**Supplied data**

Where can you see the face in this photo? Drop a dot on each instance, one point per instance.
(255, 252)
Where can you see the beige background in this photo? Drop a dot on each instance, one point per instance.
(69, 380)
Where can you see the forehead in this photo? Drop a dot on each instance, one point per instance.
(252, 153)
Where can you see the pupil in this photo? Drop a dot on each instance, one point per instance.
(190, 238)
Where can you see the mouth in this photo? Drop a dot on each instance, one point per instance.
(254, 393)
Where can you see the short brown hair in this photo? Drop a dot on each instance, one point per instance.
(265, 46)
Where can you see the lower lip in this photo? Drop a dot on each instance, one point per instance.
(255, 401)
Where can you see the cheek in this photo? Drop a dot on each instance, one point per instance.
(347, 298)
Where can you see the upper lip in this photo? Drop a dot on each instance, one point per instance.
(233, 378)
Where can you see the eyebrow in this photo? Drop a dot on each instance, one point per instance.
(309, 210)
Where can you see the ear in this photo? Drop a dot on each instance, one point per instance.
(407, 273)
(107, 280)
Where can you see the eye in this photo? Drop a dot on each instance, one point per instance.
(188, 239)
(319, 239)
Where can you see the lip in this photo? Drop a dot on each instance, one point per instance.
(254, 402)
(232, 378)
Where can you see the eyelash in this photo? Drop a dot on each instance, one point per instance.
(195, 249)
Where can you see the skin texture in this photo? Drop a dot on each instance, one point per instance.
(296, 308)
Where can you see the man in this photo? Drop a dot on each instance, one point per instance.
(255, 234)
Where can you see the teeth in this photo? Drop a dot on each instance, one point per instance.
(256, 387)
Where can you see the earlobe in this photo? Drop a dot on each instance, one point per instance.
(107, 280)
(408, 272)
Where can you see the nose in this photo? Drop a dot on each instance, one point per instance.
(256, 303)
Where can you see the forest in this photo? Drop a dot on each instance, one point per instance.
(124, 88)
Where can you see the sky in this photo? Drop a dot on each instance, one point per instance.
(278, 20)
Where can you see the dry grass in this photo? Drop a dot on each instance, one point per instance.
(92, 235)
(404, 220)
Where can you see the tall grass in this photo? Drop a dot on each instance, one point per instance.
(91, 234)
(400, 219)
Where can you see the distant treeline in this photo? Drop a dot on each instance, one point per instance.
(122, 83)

**Short task**
The records above are to be repeated exactly, in their entirety.

**Response**
Where can you see the face in this photo? Drop a dot on each instance, one point per instance.
(255, 252)
Where can you see the beige background in this photo? Drop a dot on each instance, one point per instance.
(69, 380)
Where can you see the forehead in this photo? Drop a dot on each instance, one point per instance.
(252, 153)
Where can you see the pupil in this photo? Drop a dot on each instance, one point per instance.
(190, 238)
Where can you see the mouth in this photo? Drop a dot on each instance, one point per instance.
(254, 393)
Where can you see the short brown hair in this photo? Drop a dot on each instance, one point per instance.
(265, 46)
Where can you see the lower lip in this photo? Drop a dot on each instance, one point per instance.
(255, 401)
Where can you see the cheek in this photo? Drop a dot on each instance, one point per instance.
(347, 298)
Where can you see the upper lip in this photo? Drop a dot on each instance, one point per instance.
(233, 378)
Where can you see the eyebrow in this photo? Drop a dot on each instance, one point per instance.
(309, 210)
Where can you see the ear in this photo? Drop a dot on each instance, one point per instance.
(407, 273)
(107, 280)
Where can you see the eye in this photo? Drop a dot on each instance, one point per instance.
(188, 239)
(319, 239)
Where can you see the lip in this photo? Drop a dot on each instance, one point per instance.
(254, 402)
(232, 378)
Where can you see the eyelash in this photo? Drop a dot on each instance, one point per instance.
(195, 249)
Where can you see the skin texture in this photo? Drop a dot on each instance, one point per instance.
(296, 308)
Where can you see the man in this photo? Drop a dot on each instance, one point per instance.
(255, 234)
Where can you see the teeth in this photo? Drop a dot on each instance, one point per instance.
(256, 387)
Where can you see the earlobe in this photo? Drop a dot on each instance, one point per instance.
(107, 280)
(408, 272)
Where can you see the nose in this photo? Drop a dot on each instance, one point per instance.
(256, 303)
Where can you see the forest in this photo? Drop a dot on each instance, one point per instance.
(124, 88)
Where can you see the sky in this photo? Drop a dot on each instance, one point per instance.
(278, 20)
Where can you see the dry grass in this photo? Drop a dot on each instance, one point per instance.
(92, 235)
(404, 220)
Where can you see the tall grass in this photo? Drop a dot on each instance, one point per instance.
(91, 234)
(400, 219)
Where can you see the distant treeline in this photo? Drop a dot on each instance, one point per instance.
(122, 83)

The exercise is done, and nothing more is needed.